We do support greater political liberty and freedom of speech across the Arab world. We do not contest that Hamas won parliamentary elections. But we do not embrace Hamas as a political partner for a two state solution because they do not accept the other state in the solution, even in the manner of the Arab Peace Initiative, and because their terrorist actions belie the democratic values we support.
But it’s important to take examples like that, because when I speak about double standards in many parts of the world, our espousal of liberal democracy is often rebutted, or attempted to be rebutted by the praying lane of the previous example, although you can have an argument about it, it does not, in my view, expose our views as hypocritical.
When it comes to our counter-terrorism work, we can and should be robust in establishing the right red lines for our policies and actions, and defending both. Prime Minister Gordon Brown and President Obama have been absolutely clear that our own values are actually the most important defence of our own security apart from being intention, they are actually supportive of each other. The Government and all its agencies are determined to live up to the laws to which we are subject. But the fact that there is a legal system that allows redress for those who believe their rights have been contravened – that is not an exposure of the fact of double standards, it’s actually showing that we are true to our own values, because we are willing to expose our own action to legal challenge in our own courts.

▶ **TASKS TO PERFORM**
**1.** In the speech excerpt, which two leaders are said to have been clear that our own values are the most important defence of our own security?
**2.** List every person, political group, and initiative named in the speech excerpt.
**3.** Repeat everything in the speech excerpt from "But it’s important" down to "views as hypocritical.".

▶ **DATASET EXTRACT**
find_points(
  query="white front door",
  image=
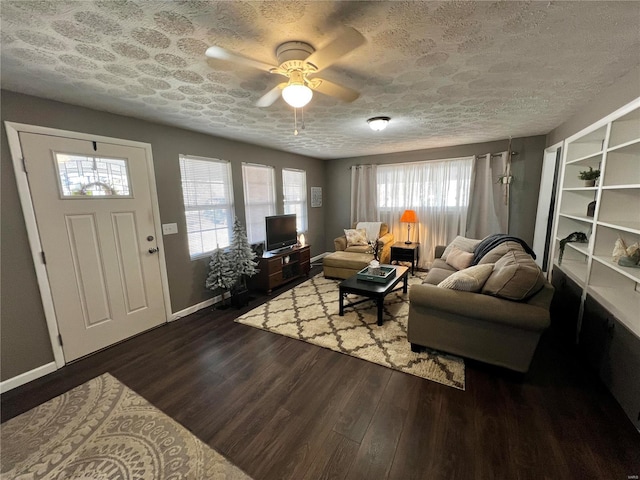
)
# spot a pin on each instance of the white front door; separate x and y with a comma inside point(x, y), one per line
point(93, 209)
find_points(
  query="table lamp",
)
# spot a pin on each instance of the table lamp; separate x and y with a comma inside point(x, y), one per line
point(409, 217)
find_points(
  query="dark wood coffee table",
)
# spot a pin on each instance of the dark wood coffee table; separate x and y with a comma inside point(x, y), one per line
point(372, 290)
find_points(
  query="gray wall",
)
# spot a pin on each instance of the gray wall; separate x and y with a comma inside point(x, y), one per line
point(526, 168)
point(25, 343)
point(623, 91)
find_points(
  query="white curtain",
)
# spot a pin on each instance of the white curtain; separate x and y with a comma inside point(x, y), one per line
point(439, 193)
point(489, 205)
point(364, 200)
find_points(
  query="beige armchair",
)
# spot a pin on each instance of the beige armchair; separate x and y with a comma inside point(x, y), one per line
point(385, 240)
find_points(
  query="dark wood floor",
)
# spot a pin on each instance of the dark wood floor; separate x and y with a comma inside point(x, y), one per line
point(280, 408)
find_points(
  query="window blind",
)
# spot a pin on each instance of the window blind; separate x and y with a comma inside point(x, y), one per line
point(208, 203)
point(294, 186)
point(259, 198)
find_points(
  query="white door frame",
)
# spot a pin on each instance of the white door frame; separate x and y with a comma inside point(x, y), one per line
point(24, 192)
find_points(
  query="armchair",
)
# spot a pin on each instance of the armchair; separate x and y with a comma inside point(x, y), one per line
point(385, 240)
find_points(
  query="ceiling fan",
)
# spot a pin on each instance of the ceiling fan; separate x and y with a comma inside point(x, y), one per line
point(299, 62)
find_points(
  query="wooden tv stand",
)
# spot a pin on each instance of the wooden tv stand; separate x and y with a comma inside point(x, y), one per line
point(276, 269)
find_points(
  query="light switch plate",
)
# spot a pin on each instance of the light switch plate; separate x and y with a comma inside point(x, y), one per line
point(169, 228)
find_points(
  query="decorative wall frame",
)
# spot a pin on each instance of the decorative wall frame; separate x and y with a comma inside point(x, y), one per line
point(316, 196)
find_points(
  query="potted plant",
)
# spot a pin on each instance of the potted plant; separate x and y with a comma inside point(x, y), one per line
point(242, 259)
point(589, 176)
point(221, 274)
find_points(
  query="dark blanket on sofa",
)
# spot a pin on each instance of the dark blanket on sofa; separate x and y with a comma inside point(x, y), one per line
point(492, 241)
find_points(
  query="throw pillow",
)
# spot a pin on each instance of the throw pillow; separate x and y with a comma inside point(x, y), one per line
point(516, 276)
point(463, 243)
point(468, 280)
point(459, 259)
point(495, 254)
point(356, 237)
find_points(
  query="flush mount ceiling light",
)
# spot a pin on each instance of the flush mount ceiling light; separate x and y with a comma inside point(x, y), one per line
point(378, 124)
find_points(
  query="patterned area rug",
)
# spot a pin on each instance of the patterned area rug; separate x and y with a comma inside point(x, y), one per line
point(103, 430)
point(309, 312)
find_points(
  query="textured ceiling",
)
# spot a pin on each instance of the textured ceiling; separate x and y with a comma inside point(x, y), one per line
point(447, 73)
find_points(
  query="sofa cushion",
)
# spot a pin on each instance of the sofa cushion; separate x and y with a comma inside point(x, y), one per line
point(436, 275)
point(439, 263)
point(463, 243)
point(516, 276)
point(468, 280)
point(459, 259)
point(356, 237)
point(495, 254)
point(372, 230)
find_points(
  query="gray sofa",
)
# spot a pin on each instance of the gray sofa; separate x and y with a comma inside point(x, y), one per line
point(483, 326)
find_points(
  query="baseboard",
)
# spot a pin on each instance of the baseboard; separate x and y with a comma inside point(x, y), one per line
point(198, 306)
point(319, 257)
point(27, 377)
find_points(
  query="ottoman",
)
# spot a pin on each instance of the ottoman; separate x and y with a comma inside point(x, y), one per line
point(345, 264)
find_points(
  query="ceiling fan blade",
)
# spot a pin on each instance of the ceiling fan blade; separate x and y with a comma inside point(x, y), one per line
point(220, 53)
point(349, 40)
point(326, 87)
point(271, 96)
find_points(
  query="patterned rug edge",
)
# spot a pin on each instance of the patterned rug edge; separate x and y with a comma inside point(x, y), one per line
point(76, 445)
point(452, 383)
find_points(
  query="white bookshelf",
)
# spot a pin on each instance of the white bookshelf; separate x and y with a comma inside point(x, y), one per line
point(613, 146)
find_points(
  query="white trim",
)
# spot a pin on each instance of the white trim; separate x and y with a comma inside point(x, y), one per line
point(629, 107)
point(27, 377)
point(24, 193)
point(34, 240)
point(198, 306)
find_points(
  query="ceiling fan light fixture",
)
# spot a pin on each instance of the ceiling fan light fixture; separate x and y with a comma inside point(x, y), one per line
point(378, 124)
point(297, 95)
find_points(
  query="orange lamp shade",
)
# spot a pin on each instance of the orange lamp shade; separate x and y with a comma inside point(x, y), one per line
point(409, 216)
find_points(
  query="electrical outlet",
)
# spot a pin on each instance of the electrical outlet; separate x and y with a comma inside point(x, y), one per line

▶ **WRITTEN RESPONSES**
**1.** Prime Minister Gordon Brown and President Obama.

**2.** Hamas; the Arab Peace Initiative; Prime Minister Gordon Brown; President Obama

**3.**
But it’s important to take examples like that, because when I speak about double standards in many parts of the world, our espousal of liberal democracy is often rebutted, or attempted to be rebutted by the praying lane of the previous example, although you can have an argument about it, it does not, in my view, expose our views as hypocritical.